Data in this exercise —
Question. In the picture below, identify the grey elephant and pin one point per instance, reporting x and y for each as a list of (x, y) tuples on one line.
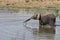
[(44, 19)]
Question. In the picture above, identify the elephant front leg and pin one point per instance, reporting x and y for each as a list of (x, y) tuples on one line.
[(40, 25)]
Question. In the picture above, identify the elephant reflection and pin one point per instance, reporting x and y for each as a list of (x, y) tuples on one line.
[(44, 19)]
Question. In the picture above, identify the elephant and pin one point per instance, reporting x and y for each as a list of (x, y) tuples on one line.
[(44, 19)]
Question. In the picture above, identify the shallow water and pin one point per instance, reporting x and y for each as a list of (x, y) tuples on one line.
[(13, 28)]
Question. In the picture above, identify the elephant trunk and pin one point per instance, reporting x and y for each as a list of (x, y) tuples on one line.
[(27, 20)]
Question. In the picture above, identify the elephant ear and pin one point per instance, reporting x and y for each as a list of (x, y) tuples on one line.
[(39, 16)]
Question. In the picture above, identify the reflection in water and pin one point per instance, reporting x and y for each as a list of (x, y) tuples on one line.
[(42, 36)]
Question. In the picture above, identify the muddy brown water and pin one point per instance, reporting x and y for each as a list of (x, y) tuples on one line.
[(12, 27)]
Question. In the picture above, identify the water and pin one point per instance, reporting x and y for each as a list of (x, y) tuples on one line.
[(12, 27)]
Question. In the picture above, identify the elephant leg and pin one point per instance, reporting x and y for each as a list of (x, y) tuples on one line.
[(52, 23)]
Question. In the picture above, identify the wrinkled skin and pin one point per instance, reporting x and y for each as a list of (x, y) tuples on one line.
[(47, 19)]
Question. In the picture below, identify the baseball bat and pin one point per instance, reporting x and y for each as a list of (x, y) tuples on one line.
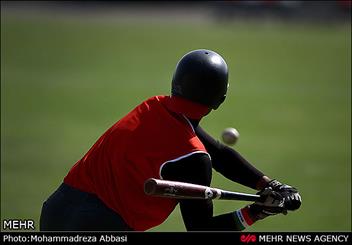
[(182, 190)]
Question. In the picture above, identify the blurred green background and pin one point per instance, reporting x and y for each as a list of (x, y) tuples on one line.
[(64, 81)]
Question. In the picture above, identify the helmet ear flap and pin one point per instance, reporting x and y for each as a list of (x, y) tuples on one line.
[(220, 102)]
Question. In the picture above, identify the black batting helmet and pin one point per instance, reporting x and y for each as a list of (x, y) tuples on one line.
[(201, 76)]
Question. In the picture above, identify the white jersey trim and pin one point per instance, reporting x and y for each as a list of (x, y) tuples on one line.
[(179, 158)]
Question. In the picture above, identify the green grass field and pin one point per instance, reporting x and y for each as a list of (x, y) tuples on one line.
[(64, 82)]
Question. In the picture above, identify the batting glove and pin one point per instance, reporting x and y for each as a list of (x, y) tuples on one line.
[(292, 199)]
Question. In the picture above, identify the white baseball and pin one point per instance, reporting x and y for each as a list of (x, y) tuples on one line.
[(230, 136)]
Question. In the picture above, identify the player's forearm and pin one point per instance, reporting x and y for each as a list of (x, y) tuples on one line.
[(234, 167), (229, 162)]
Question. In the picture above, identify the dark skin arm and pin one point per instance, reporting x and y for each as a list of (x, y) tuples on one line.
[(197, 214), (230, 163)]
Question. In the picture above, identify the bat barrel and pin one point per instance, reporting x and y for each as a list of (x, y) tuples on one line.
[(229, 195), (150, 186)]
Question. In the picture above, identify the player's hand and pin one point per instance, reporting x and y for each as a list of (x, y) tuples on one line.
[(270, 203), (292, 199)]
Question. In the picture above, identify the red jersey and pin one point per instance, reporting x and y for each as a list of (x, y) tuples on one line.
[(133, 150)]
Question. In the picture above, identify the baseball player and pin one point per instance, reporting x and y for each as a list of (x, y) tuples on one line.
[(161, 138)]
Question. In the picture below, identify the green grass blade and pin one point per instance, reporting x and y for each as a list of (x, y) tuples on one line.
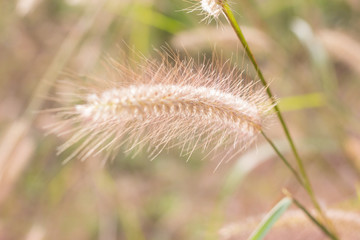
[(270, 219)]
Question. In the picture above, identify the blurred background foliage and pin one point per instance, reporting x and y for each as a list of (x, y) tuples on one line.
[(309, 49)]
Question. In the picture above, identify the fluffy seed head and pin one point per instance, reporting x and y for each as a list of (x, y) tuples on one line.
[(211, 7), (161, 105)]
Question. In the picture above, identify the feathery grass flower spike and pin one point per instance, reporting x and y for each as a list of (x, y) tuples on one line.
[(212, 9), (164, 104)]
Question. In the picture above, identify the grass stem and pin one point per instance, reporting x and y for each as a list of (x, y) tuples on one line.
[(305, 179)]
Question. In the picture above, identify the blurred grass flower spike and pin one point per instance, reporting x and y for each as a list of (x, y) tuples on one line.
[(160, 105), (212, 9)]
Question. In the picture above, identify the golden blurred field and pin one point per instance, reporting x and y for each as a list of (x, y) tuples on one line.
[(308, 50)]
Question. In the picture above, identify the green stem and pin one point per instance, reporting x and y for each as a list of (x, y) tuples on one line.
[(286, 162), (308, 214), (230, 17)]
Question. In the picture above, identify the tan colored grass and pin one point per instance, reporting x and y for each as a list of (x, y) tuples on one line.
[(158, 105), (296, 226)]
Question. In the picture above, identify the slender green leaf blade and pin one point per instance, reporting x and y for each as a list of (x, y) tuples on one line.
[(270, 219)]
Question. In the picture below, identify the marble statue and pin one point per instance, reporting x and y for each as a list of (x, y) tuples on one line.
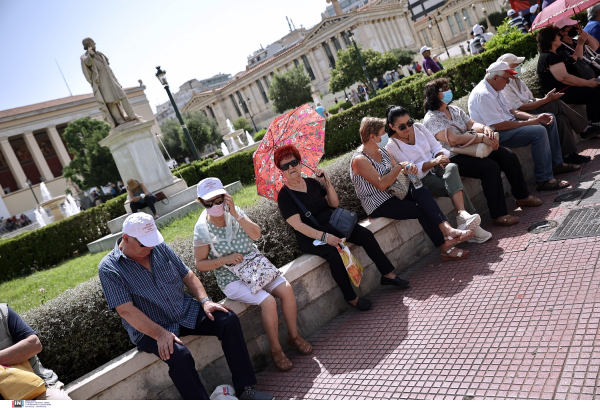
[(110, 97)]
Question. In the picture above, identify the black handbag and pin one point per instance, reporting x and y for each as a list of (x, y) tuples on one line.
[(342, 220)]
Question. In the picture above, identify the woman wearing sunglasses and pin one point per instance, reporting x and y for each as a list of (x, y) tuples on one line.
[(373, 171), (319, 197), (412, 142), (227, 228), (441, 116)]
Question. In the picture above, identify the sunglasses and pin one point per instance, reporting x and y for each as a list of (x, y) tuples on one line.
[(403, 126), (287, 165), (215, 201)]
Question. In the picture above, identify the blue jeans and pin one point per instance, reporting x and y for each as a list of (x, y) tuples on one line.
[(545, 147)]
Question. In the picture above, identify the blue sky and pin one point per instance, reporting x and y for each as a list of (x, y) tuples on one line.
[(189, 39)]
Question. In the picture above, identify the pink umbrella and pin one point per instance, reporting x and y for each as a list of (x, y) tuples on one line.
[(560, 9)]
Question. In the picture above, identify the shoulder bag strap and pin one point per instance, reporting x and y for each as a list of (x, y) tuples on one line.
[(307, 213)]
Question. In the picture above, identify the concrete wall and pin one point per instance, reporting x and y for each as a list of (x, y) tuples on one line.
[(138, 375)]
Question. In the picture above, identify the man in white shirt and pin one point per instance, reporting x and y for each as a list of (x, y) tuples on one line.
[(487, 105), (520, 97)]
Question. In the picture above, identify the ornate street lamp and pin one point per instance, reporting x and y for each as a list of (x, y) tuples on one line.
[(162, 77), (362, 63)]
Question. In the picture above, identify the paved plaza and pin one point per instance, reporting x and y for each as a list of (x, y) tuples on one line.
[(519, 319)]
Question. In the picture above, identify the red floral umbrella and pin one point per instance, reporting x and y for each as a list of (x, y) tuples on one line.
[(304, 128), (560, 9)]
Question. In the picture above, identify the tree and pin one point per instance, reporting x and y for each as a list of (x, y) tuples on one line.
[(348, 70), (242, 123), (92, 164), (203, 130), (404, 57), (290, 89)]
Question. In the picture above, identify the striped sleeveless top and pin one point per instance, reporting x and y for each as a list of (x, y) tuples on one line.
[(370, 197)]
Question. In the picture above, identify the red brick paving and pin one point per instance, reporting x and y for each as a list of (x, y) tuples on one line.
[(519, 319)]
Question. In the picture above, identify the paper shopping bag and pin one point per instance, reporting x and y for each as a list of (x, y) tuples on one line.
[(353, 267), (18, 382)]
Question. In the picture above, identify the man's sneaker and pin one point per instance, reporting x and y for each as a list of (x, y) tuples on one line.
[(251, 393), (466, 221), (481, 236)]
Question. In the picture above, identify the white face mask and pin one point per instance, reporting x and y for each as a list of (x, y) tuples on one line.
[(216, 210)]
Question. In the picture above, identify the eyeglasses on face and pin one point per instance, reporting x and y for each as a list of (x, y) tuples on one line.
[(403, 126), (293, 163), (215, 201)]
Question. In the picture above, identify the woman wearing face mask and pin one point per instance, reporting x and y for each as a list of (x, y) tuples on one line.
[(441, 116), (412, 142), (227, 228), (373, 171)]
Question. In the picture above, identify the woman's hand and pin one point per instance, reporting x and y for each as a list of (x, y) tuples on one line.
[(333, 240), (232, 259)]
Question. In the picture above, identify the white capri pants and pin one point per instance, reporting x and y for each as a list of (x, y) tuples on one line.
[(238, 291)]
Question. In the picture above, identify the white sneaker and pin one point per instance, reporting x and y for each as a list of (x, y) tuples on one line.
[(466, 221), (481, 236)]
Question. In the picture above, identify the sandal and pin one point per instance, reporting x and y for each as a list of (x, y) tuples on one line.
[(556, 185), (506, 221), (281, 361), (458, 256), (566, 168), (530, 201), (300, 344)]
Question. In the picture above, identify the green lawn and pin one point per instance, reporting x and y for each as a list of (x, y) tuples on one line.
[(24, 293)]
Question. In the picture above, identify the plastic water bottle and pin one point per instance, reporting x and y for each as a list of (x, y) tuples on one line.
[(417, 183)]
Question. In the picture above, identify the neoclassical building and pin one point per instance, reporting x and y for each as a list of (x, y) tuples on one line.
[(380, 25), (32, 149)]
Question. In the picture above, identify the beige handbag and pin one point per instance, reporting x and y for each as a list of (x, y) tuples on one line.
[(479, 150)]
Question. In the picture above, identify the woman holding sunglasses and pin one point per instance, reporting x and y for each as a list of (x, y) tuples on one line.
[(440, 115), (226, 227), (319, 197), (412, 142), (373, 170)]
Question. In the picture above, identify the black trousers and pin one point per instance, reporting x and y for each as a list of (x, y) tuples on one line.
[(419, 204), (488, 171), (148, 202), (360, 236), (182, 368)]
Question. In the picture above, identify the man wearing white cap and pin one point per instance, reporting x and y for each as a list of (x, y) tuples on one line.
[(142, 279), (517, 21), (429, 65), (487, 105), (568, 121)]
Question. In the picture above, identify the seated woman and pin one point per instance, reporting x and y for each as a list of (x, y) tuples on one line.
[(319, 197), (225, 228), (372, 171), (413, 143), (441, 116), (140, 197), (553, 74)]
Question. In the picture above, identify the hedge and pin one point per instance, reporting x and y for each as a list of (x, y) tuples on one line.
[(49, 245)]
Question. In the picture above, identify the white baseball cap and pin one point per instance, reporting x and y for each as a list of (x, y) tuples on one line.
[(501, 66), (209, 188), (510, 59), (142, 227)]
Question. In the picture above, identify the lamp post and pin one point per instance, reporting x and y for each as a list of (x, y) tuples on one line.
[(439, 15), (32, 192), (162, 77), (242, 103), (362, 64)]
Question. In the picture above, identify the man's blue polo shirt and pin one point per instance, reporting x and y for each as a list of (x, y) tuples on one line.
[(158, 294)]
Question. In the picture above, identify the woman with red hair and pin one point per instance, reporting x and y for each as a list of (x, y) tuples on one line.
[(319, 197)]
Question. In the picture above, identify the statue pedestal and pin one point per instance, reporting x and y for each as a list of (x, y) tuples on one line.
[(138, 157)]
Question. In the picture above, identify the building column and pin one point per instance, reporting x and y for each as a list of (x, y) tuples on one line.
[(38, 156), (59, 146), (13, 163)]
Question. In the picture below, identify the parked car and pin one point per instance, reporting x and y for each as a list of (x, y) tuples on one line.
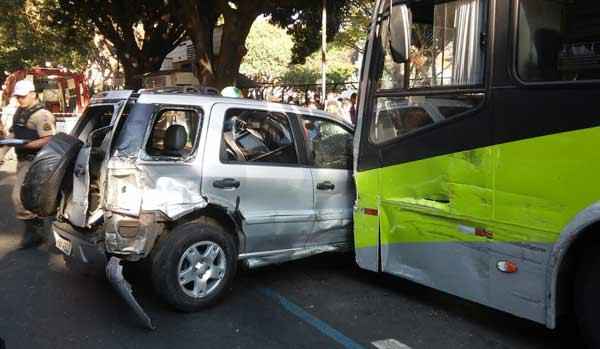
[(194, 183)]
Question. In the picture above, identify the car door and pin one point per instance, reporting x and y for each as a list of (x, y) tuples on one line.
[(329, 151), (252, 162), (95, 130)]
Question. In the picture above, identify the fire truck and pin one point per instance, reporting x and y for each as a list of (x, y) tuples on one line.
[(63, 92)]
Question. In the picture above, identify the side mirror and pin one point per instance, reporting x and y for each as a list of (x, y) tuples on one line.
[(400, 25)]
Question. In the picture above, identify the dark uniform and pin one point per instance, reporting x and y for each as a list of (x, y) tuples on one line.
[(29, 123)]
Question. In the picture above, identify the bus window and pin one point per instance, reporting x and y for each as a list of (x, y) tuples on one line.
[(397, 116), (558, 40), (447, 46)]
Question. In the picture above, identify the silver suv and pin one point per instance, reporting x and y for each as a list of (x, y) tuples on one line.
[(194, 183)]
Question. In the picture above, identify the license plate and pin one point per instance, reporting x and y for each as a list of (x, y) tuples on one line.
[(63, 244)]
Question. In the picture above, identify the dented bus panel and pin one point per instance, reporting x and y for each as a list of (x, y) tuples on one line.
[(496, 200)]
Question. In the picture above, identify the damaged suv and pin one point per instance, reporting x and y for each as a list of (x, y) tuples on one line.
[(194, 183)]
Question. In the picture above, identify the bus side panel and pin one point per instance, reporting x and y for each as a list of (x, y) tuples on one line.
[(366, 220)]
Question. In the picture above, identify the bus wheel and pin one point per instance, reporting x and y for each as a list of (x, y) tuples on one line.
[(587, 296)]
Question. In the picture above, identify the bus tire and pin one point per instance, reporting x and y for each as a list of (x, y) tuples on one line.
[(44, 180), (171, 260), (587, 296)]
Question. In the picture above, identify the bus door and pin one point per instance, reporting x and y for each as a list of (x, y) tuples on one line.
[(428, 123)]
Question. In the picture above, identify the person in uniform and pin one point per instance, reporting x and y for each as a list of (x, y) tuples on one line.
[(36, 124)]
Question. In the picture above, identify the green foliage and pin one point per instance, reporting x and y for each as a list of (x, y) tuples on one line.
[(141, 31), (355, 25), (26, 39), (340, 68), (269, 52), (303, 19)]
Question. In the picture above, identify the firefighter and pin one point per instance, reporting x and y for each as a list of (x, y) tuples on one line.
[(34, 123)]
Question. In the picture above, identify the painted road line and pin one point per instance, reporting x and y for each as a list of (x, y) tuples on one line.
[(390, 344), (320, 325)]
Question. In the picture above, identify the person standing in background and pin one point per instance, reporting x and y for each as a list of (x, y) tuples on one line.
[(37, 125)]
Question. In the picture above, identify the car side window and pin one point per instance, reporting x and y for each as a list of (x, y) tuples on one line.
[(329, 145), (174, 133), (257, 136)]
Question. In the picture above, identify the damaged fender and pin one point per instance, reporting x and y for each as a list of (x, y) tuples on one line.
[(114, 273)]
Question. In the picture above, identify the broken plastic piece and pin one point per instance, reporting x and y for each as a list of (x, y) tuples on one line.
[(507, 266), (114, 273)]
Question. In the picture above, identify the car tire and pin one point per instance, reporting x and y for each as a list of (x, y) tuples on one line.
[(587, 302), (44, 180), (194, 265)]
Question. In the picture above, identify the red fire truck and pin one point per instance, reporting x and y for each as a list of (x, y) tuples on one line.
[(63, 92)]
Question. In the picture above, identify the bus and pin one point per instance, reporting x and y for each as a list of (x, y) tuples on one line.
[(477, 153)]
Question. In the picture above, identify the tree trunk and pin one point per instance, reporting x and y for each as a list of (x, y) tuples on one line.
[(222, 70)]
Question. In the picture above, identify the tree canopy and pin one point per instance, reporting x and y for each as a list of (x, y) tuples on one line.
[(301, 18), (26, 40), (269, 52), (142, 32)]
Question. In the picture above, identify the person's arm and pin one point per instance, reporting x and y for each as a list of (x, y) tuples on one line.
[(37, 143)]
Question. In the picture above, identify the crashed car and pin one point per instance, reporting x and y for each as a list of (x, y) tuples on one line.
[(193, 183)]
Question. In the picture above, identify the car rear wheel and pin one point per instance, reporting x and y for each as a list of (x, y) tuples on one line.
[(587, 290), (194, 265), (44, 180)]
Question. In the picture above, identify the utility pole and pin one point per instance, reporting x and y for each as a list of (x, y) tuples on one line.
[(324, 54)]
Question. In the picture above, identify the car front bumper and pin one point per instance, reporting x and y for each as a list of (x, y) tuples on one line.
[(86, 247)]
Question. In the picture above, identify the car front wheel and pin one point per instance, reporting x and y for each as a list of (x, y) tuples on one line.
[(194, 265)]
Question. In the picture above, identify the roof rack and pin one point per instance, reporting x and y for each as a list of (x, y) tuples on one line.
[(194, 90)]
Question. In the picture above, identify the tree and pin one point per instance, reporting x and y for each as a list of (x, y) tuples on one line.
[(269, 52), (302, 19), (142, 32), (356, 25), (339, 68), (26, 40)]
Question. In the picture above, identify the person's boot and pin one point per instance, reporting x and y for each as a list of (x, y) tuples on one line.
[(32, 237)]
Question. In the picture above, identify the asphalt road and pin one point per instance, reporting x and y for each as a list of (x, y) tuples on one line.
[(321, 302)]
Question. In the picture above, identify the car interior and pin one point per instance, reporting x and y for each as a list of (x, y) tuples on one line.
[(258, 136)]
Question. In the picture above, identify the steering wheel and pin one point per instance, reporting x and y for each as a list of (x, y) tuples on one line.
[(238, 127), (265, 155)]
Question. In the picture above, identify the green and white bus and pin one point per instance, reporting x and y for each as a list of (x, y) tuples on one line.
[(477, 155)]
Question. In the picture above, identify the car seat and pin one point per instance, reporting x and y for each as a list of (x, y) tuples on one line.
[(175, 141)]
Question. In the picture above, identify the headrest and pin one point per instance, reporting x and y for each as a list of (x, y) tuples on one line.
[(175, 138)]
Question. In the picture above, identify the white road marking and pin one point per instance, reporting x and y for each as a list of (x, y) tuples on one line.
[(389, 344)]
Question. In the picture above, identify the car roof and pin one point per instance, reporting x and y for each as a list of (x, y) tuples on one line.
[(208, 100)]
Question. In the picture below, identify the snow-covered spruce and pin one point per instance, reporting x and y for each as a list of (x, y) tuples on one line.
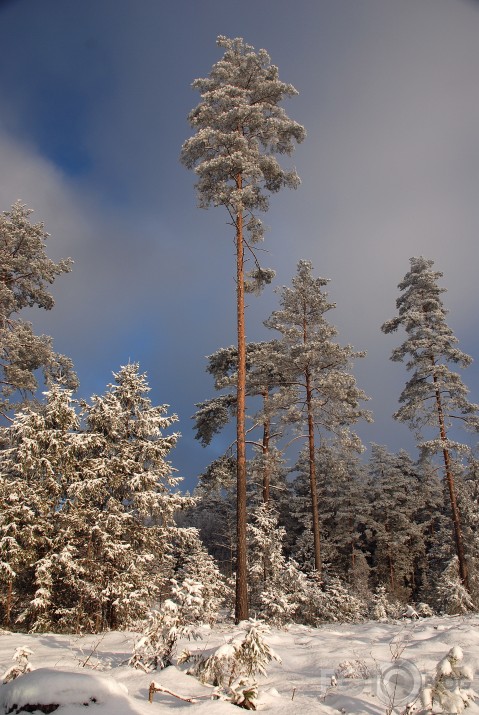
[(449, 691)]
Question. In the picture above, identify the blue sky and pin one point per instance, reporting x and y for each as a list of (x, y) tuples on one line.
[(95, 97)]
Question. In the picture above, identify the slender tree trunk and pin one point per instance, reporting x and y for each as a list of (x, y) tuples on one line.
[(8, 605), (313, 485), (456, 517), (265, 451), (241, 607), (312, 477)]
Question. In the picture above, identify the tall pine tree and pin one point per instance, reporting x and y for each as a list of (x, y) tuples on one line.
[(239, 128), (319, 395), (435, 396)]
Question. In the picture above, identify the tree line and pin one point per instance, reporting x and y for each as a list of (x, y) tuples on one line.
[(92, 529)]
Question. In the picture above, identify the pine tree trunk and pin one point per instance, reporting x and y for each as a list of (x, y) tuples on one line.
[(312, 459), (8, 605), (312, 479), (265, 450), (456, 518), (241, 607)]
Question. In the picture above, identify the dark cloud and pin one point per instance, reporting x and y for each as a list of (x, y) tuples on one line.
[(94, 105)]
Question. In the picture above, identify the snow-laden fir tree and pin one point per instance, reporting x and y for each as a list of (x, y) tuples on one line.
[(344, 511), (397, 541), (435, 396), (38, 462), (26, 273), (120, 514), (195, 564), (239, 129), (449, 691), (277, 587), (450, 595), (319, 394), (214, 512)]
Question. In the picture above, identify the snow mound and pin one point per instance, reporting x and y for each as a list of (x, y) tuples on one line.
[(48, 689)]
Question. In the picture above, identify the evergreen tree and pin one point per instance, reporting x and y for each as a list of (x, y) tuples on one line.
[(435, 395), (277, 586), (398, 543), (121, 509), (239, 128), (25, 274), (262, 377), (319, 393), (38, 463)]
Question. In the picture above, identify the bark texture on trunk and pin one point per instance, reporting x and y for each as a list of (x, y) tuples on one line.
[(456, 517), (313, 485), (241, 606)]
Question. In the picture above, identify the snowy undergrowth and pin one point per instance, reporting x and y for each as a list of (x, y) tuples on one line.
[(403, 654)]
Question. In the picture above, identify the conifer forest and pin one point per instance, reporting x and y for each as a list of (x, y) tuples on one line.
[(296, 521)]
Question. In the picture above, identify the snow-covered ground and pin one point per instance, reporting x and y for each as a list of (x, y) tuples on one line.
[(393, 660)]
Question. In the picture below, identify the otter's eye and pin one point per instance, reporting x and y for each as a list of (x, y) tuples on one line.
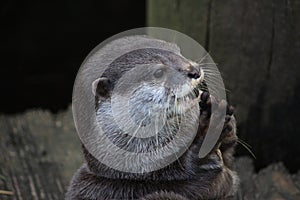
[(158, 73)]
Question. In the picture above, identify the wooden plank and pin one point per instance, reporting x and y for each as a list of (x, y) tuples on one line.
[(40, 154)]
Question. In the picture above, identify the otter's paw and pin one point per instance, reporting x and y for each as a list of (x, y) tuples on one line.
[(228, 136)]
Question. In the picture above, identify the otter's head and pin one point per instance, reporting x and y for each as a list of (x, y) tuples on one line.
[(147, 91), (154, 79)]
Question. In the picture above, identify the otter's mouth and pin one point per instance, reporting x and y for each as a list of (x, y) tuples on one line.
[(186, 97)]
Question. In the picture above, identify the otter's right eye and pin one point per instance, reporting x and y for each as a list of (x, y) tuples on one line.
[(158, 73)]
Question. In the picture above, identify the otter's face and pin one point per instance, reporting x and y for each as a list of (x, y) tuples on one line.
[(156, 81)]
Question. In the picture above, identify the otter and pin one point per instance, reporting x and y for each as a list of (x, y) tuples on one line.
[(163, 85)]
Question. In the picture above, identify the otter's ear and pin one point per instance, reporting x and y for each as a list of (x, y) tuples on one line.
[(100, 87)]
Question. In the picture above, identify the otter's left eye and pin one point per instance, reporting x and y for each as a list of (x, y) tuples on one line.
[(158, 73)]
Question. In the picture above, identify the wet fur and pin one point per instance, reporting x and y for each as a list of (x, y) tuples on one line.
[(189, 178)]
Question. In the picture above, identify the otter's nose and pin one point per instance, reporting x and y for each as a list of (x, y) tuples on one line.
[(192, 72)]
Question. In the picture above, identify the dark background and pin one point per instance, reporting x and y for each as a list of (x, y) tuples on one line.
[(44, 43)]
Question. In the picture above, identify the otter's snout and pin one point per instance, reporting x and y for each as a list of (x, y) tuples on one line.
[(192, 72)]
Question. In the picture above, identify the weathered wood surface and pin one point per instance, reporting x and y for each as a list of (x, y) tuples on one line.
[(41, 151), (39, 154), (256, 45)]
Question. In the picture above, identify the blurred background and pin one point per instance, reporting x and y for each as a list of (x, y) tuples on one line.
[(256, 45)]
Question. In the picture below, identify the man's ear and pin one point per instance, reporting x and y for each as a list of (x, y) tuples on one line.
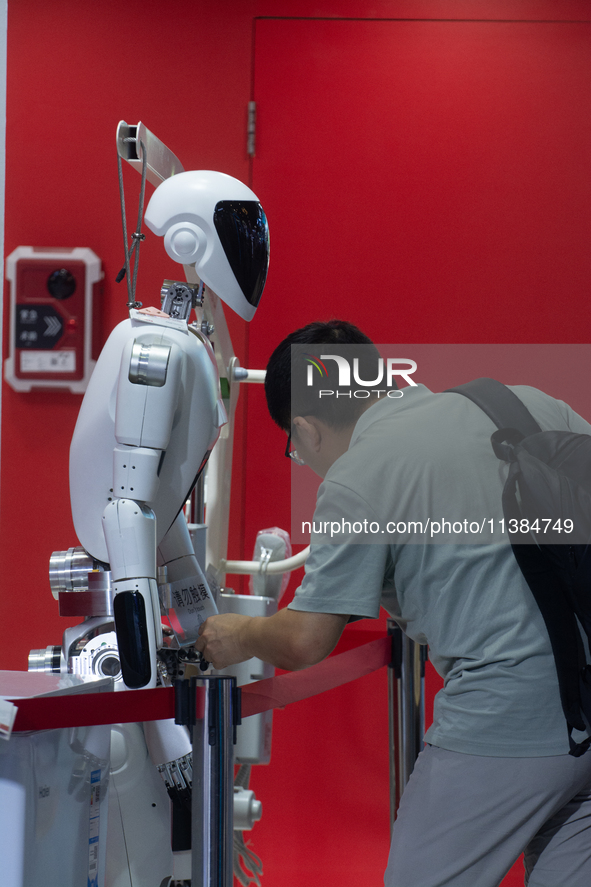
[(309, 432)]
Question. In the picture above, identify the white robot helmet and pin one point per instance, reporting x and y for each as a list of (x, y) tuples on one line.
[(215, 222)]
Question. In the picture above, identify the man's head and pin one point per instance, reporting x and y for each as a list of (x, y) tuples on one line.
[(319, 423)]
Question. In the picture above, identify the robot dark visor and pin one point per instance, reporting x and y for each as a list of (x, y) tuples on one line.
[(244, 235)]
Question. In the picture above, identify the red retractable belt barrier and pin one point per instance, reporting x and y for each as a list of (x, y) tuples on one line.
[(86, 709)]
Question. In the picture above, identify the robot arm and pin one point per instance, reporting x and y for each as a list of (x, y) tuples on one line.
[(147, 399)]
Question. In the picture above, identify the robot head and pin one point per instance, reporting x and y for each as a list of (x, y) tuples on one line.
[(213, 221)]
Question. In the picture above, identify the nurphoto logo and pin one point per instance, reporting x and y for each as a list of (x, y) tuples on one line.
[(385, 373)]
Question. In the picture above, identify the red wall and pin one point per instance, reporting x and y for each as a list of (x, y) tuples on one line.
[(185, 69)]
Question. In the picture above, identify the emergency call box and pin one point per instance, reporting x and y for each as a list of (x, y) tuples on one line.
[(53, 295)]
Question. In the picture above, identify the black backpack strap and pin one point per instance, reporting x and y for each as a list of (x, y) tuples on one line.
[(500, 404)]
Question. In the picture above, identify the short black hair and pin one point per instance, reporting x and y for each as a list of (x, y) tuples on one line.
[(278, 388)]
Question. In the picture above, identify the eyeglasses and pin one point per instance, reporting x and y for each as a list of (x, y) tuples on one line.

Directions — Update everything from the line containing "Question. In the picture above, identify the water" down to the line containing "[(292, 199)]" by replacing "green" with "olive", leaving all else unchanged. Give back only those lines, without the pictures.

Response to the task —
Question. In the picture above, identify the water and pin one point per instance, reporting x and y for each as a list of (x, y) tuples on one line.
[(12, 27)]
Question. In the picture above, identify the elephant leg and pin one point per instance, reporting x and y for each as a list of (x, y) tuples on one line.
[(52, 23)]
Question. In the picture above, identify the wrinkled skin and pin one point per instance, reporting x and y for each as a list of (x, y) tuples on one line.
[(47, 19)]
Question. In the picture below, identify the baseball bat and pin one point per instance, reporting x and y for each as a list of (x, y) tuples on one line.
[(182, 190)]
Question. In the picture above, identify the blurred olive background and pin one point per instance, reporting x and y for each as a list of (x, y) tuples on one line.
[(64, 81)]
Question. In the picture above, identify the helmet ear flap and pin one point per instance, reporting x and y for each as a list of (x, y) tuples on one line.
[(220, 102)]
Question. In the picture above, identify the black batting helmet and pin one point per instance, reporting x and y for each as a list of (x, y) tuples on one line.
[(201, 76)]
Question. In the picture above, identify the white jersey trim and pin one point per instance, reporting x and y for each as a list of (x, y) tuples on one line.
[(179, 158)]
Question. In the picture above, identify the olive grass field and pin one point per instance, reporting x and y for each as a list of (x, y) tuples on one line.
[(64, 82)]
Question. In the picture above, identify the batting glove and pin one point per instance, reporting x and y for each as a list of (x, y) tuples on one line.
[(292, 199)]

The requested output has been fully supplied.